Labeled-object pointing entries
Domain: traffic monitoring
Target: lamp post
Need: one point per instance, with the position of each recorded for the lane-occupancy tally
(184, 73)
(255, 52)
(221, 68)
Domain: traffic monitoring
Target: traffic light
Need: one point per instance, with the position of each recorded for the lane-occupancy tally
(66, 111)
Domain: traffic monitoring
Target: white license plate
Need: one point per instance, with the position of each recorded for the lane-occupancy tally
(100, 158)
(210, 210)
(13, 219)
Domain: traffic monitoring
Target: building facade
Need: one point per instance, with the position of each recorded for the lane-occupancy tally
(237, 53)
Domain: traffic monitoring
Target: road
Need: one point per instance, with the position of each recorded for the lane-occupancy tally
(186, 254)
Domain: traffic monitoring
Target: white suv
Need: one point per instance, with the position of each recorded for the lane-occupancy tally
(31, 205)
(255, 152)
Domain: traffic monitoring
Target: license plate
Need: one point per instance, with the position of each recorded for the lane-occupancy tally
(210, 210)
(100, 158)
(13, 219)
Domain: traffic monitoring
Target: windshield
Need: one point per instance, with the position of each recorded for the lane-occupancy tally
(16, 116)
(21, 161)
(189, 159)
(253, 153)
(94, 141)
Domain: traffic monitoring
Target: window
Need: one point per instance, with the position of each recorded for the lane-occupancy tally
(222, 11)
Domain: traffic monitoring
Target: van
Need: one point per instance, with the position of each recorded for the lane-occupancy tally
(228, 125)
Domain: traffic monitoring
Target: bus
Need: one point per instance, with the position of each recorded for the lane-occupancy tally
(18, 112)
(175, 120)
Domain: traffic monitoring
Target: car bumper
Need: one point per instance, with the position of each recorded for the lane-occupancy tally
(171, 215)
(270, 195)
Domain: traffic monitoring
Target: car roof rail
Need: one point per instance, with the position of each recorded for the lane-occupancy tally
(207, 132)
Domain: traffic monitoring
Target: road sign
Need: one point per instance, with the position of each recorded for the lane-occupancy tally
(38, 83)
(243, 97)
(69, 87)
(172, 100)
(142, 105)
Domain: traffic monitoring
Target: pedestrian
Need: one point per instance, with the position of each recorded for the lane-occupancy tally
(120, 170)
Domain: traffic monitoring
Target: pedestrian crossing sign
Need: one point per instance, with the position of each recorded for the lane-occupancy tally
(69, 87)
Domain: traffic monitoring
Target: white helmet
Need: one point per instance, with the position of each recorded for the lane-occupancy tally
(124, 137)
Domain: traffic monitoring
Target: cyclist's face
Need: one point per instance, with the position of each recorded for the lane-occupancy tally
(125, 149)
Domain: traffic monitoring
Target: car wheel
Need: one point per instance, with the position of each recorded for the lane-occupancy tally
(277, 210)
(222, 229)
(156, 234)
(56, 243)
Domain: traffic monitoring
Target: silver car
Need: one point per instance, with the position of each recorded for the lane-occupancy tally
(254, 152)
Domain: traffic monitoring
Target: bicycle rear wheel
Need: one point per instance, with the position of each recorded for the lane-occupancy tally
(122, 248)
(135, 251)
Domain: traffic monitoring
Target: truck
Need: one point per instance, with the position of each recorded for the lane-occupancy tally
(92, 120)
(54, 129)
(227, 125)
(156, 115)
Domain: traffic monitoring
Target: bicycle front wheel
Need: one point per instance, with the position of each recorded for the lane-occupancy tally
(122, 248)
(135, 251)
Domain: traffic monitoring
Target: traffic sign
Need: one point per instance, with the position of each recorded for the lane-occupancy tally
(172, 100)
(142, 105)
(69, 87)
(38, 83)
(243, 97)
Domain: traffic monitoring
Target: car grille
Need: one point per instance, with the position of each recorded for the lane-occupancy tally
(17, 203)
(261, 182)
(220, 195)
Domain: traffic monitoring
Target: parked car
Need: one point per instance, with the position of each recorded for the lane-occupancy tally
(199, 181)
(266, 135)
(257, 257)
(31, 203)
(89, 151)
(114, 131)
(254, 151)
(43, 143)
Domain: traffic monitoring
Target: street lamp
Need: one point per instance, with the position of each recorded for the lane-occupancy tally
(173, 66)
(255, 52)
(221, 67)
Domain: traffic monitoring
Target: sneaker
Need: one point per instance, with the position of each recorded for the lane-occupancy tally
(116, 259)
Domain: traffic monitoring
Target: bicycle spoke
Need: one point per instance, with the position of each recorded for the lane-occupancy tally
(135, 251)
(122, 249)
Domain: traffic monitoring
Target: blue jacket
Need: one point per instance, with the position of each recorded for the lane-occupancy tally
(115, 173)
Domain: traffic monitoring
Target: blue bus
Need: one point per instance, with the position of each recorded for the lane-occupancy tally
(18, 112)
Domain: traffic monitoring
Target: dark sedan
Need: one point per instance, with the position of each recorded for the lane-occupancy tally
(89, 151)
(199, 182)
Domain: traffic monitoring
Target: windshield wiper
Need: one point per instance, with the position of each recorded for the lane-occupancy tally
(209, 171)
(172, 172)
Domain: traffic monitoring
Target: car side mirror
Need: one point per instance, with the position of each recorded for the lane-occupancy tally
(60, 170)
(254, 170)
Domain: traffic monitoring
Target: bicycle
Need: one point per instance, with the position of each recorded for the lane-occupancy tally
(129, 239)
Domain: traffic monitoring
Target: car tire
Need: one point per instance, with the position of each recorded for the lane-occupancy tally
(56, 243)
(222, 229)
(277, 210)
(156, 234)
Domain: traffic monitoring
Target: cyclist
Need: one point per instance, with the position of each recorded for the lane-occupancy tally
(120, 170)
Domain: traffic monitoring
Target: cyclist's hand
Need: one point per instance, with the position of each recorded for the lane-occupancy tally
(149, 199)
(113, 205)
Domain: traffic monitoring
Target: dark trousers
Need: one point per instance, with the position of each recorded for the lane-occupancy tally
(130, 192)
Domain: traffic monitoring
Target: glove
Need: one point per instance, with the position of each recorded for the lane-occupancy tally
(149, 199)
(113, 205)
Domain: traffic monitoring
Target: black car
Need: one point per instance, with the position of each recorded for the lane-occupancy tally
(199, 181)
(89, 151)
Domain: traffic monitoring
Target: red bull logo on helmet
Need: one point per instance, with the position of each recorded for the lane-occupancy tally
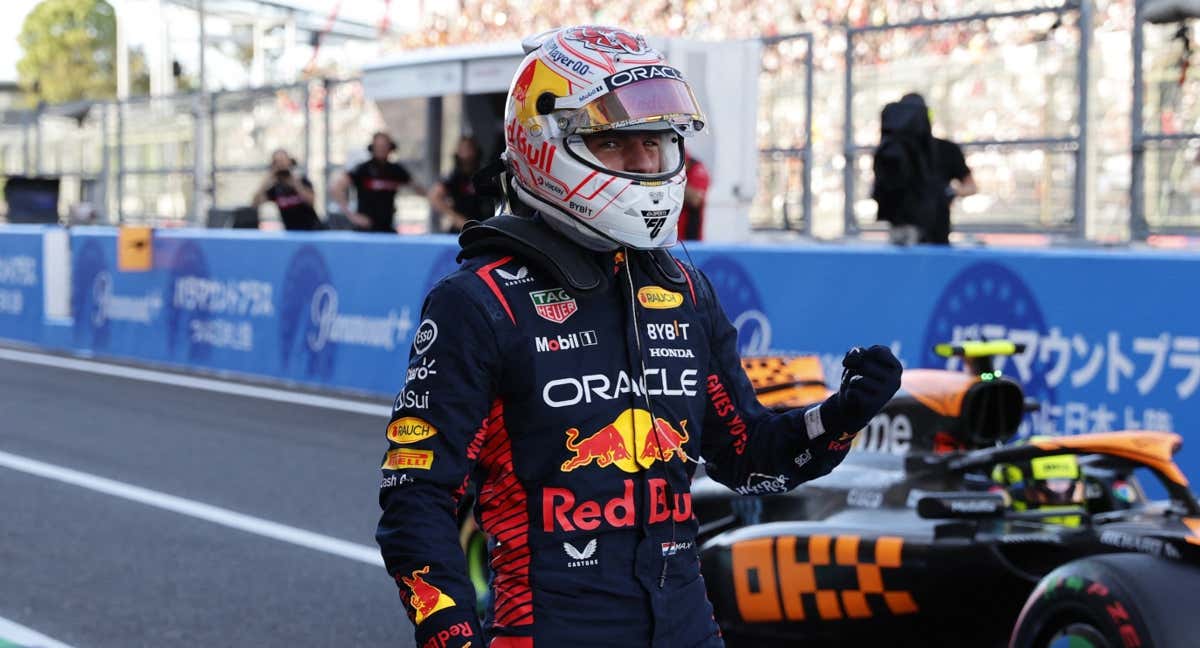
(633, 442)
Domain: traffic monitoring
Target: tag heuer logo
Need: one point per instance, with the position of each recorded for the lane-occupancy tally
(553, 305)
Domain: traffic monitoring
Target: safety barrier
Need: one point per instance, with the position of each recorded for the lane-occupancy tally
(1113, 337)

Your objective:
Output an exact copy of the material, with the pictures removed.

Correct output:
Domain: traffic monitoring
Target: lamp post
Need: one point per instance, with the position of each recorded for the lane-occupancy tally
(184, 73)
(255, 52)
(221, 68)
Domain: traffic monitoring
Target: traffic light
Need: one point per instance, with the position of each recorded for the lane-occupancy tally
(66, 111)
Domain: traffic monitoring
Target: white license plate
Need: one point per instance, with the position of each recorded for the lane-occupancy tally
(100, 158)
(210, 210)
(13, 219)
Domain: traffic monitoring
Target: building facade
Need: one point per instance, with the position of each recorded for the lane-occupancy tally
(237, 53)
Domain: traffic monitoring
Target: road
Need: one point per instance, with the position of each recorded for the lane-occupancy tally
(186, 254)
Domain: traffic monitoring
Target: white suv
Need: one point per instance, with the position of each recorded for the lane-occupancy tally
(31, 205)
(255, 152)
Domain: traffic monitoring
Target: license plate
Need: one point per instance, with the position of each recorded for the lane-occupancy tally
(210, 210)
(100, 158)
(13, 219)
Domain: traffic monitoring
Target: windshield
Need: one point per instance, with the position of each recorded for the lane-occupancy tally
(16, 116)
(21, 161)
(189, 159)
(253, 153)
(94, 141)
Domain: traffic monitoring
Target: window
Need: one point per instance, with the position of each recorded for the lane-occupancy tally
(222, 11)
Domain: traffic monitoring
Target: van
Need: one point per instance, with the position of each recorded for the lane-occupancy tally
(228, 125)
Domain: traffic monitoring
Target: bus
Need: one point per instance, with the position of each recorded for the lane-occupancy tally
(18, 112)
(175, 120)
Domain: traffic monitoring
Target: car bumper
Need: one point per instance, with the position of each recorded for the lane-occupancy tally
(171, 215)
(270, 195)
Domain: traffic monitoring
Target: car roof rail
Need: one point per instance, with the position of each recorded for the lane-occupancy tally
(207, 132)
Domain: traffic monitoring
Target: road sign
Need: one point per instance, with the position of each recorded for the lane-occupancy tally
(38, 83)
(243, 97)
(69, 87)
(172, 100)
(142, 105)
Domain: traffic monitoring
Target: pedestrian
Need: one point per instance, with the position of each recorded for the lane-occupancy tally
(120, 170)
Domain: traffic monitoring
Target: pedestrian crossing sign
Need: one point per instance, with the position of each recorded for the lane-occupancy tally
(69, 87)
Domain: traffic monitoring
Target: white helmet
Need: one point per instance, with the position of each recorded for the lane-occupancy tally
(124, 137)
Domain: traffic monitoring
Target: cyclist's face
Need: one point per instance, with the position of each recorded for the lane-occupancy tally
(125, 149)
Domain: traffic monitoring
Target: car wheel
Need: one point per instance, with the position of each recorded for the lane-occupancy tally
(277, 210)
(222, 229)
(156, 234)
(56, 243)
Domain: traffic monitoring
Target: silver car
Need: one point per instance, with the position of each recorded for the lane-occupancy tally
(254, 152)
Domain: traffic monitoring
Target: bicycle rear wheel
Need: one point per instance, with the position of each recorded for the lane-occupancy tally
(122, 248)
(135, 251)
Domain: traffic monitoring
Target: truck
Need: one point per instance, with the position of each recorded for the lane-occupancy tally
(92, 120)
(54, 129)
(227, 125)
(156, 115)
Domain: traffic monitoring
Target: bicycle front wheel
Need: one point per instance, with the position of each recorded for the lane-occupancy tally
(122, 248)
(135, 251)
Domain: traffic monitoring
Target: traffic sign
Need: one point per instance, with the position of each recorded for the lane-occupancy tally
(172, 100)
(142, 105)
(69, 87)
(38, 83)
(243, 97)
Domain: traffic monitoring
Target: car grille
Need: one point per instance, with the position of each recorded for the lane-occupancy tally
(17, 203)
(261, 182)
(220, 195)
Domain: traffic monitoring
Target: parked car
Need: one point per instance, with the position of each recorded for the lane-occupancy tally
(199, 181)
(266, 135)
(257, 257)
(31, 203)
(89, 151)
(114, 131)
(254, 151)
(43, 143)
Domain: traffic monitoring
Target: street lamp
Need: one point per instance, with the position of each recorded for the lane-occupancy tally
(173, 66)
(255, 52)
(221, 67)
Domain: traffic monitoring
Target: sneaker
Need: one point per instance, with the position of each recorded for the lane-occupancy tally
(116, 259)
Domain: traffic monitoring
Target: bicycle spoke
Need: one point per instance, with the position of each recorded for the lane-occupancy tally
(135, 251)
(122, 249)
Domain: traffic monitoring
Target: blue jacket
Need: one point per instance, with the position of each recorded for the lane-occupancy tally
(115, 173)
Domain: traffic monitoring
Target: blue bus
Need: one point per instance, with the position of each recorded for the lane-occupancy tally
(18, 112)
Domain: traffic monitoring
Target: dark sedan
Need: one point per instance, with the position of each recorded for the lane-occupancy tally
(89, 151)
(199, 182)
Domain: traffic monitoring
Target: windshield wiper
Need: one point per instance, with the position of each recorded for the lane-occupancy tally
(209, 171)
(172, 172)
Domain: traffic monitoring
Target: car side mirror
Need: one point per instance, with the position of each recorded for the lane-occupancy tally
(60, 170)
(254, 170)
Domain: traffic monitoring
Target: bicycle
Need: one point per instance, with the position of each recorded for the lane-occupancy tally
(129, 239)
Domain: traffic monitoring
Target: car tire
Need: one point per instance, with the position of each recorded for the lane-occupancy tally
(56, 243)
(222, 229)
(277, 210)
(156, 234)
Domain: traffic monitoring
Target: cyclist
Need: one point per instance, with the position of each recorded for the lane-occupancy tally
(120, 170)
Domain: traffic monitoring
Target: cyclist's hand
Need: one point per instance, with the position of each recorded for the lane-occupancy tally
(149, 199)
(113, 205)
Domain: traffic monitoring
Target: dark trousers
Need: one point per instance, with the position of each recorded for the lane-occupancy tally
(130, 192)
Domain: traffic monitoring
Target: glove
Need: one point per instance, with the position of each recorded for the lane-occupancy tally
(149, 199)
(113, 205)
Domain: traffic monitoring
Target: black car
Need: one point per instance, with the position of each recorded for the lane-occupancy tally
(199, 181)
(89, 151)
Domain: traffic monitoring
Target: red bull logo on helmet
Need: one point per instance, with the position of each recorded for the lane-occupancy tally
(633, 442)
Domain: traffic monitoring
Target: tag heuer logo
Need: one point per instance, with the position of each recorded for the lane-occupancy tally
(553, 305)
Domain: traffic monitoring
Target: safety barrier
Need: one point per instance, with the position of each recorded for the lane-occupancy tally
(1113, 337)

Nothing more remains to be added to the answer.